Le Président (M. Picard) : Merci. Je cède la parole maintenant à Mme
la députée de Sainte-Marie—Saint-Jacques. Trois minutes.
Mme
Massé : Merci, M. le Président. Bonsoir, mesdames. Effectivement, une qualité de mémoire... je n'ai pas fini de saisir tout ce qu'il y a là-dedans tellement c'est précieux.
Vous nous rappelez dans l'état des lieux, en partant, que la violence, ça a un coût, un coût social, un coût
personnel, bien sûr, un coût social important. Vous avez même relaté une
étude de 2012 qui parle de 7,4 milliards par année au Canada,
7,4 milliards par année au Canada. Il faut faire quelque chose. Vous amenez une foule de propositions. Vous
êtes les premières qui, de façon claire, disent : Il faut arrêter
d'avoir une multitude de plans, il faut
mettre ça ensemble pour conjuguer nos efforts, parce que, dans le fond, tout ça
s'appuie sur une racine qui est la même, qui est une racine de domination, etc.
• • • • •
:: Objectif de l'exercice ::
Reproduisez fidèlement la partie de l'extrait qui commence aux mots « Vous nous rappelez » et s'arrête après « de domination, etc. ». La liste placée ci-dessous est un matériau distinct de l'extrait.
• • • • •
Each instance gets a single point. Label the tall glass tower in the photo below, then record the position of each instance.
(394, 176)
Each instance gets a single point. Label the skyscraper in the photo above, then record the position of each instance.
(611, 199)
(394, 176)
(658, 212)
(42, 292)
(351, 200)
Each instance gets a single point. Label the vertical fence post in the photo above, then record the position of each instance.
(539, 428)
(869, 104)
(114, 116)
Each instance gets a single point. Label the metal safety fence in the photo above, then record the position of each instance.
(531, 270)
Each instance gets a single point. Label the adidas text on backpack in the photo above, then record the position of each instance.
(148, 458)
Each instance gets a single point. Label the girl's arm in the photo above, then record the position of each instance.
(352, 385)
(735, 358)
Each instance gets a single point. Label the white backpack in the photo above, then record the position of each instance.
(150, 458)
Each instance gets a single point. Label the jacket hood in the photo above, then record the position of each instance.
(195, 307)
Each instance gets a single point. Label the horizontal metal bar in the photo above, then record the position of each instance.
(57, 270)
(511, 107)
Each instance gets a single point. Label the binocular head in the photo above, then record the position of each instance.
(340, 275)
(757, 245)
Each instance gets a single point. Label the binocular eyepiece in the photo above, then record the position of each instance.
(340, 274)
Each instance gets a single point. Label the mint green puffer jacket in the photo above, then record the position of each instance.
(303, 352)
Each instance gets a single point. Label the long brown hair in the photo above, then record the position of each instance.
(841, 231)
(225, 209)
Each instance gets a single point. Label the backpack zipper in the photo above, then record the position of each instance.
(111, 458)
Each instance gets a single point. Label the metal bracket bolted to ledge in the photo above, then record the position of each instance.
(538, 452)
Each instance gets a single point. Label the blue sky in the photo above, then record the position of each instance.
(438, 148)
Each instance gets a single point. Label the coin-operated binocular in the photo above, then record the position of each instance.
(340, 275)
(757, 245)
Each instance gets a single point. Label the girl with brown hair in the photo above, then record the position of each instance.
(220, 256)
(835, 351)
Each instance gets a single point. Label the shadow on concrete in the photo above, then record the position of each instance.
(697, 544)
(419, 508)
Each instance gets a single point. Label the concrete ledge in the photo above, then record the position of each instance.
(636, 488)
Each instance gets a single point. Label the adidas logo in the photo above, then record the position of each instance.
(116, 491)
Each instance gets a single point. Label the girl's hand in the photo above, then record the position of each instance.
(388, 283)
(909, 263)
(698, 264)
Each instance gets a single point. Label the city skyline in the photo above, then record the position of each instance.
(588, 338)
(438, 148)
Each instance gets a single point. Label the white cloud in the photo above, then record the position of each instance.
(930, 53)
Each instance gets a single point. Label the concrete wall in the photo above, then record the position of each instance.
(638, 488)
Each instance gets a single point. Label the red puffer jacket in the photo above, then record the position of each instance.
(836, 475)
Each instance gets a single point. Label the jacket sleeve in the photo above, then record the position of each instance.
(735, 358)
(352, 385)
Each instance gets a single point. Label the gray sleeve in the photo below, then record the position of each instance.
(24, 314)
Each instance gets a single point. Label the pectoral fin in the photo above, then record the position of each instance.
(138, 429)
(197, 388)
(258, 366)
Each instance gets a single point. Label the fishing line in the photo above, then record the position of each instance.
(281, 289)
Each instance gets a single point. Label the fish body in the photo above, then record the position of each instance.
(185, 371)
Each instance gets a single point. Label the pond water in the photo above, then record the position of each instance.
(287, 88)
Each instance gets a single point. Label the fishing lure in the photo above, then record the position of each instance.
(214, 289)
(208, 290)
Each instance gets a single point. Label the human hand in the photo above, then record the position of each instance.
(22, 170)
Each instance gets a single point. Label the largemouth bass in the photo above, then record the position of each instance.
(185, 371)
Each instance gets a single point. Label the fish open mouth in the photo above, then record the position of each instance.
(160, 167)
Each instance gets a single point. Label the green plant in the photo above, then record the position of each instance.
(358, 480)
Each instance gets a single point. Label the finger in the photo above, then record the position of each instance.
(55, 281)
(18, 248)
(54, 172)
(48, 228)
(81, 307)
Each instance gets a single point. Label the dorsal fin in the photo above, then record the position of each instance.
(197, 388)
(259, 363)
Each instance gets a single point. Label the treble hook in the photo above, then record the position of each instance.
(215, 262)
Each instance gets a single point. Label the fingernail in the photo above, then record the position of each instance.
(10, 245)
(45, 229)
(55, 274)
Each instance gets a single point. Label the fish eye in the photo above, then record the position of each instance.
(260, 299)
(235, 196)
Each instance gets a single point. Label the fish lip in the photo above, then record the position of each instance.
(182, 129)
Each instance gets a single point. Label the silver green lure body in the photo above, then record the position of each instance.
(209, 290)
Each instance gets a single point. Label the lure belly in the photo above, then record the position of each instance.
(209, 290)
• • • • •
:: Réponse rédigée ::
Vous nous rappelez dans l'état des lieux, en partant, que la violence, ça a un coût, un coût social, un coût
personnel, bien sûr, un coût social important. Vous avez même relaté une
étude de 2012 qui parle de 7,4 milliards par année au Canada,
7,4 milliards par année au Canada. Il faut faire quelque chose. Vous amenez une foule de propositions. Vous
êtes les premières qui, de façon claire, disent : Il faut arrêter
d'avoir une multitude de plans, il faut
mettre ça ensemble pour conjuguer nos efforts, parce que, dans le fond, tout ça
s'appuie sur une racine qui est la même, qui est une racine de domination, etc.